_READING PASSAGE_:
- - -

I used to think everyone thought about suicide from time to time, but it turns out, most people don’t. I was never certifiably depressed, because I never saw a psychiatrist, but it was after an almost successful suicide attempt that I realised there might be something broken in me that I could not fix.
I thought I was just tired. In 2017, my job scope had changed after my company went through a restructuring and I was thrown in for a loop, a fish out of water.
I had also just ended a three-year relationship, and was on my own again with no one to lean on when I needed it the most. I was nowhere near achieving my goal of becoming a full-time artist despite years of trying to support myself with my craft, and the vision I’d had of myself was fading away day by day.
I felt trapped. There had to be more to life than wandering through it alone, toiling away and burning out at a nine-to-six job (with frequent OT) that I had zero passion for.

- - -

_COLLECTED DATA_:
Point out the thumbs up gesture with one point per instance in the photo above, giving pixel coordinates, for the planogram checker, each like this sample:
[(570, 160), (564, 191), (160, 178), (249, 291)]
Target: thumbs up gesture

- - -

_YOUR GOAL_: Continue the personal essay about burnout and a near-suicide attempt, starting after its last sentence. The data is separate material that has nothing to do with the essay.

_FINAL ANSWER_:
It seems cliched to play the tortured artist role. People thought I was noble or dedicated for trying so hard to fulfil my dreams while juggling a hectic full-time role in advertising.
Friends offered comfort and moral support - for my art and newfound single status - but it only made me feel more lonely. Their words - and my reply - felt hollow, and I found myself retreating into my own bubble.
There isn’t a specific moment I can pinpoint as to when I started becoming depressed.
Perhaps it was the quarter-life crisis a lot of millennials go through. Perhaps it was an amalgamation of everything that had piled up like a stone wall that eventually toppled on me.
Perhaps it was the sting of everyday disappointments, frustration and resentment that finally drained me dry.
I didn’t want to burden my friends with my problems, so I didn’t talk about it with them. I went about my days as per normal, went through the motions, even though there was nothing worth getting up for each day.
I’d drag myself into work, but sometimes find myself just staring blankly into space or looking around me at my colleagues, so driven and focused, while I was cut loose and drifting. Sometimes, just being in the office was so suffocating that I’d go to the ladies to cry it out. I’d cry my lungs out and the tears just wouldn’t stop. Then I’d mop myself up and go back to my desk.
I’d barely survive each day, but inside I grew hollower and hollower. I lost weight, lost sleep, and lost my ability to make art.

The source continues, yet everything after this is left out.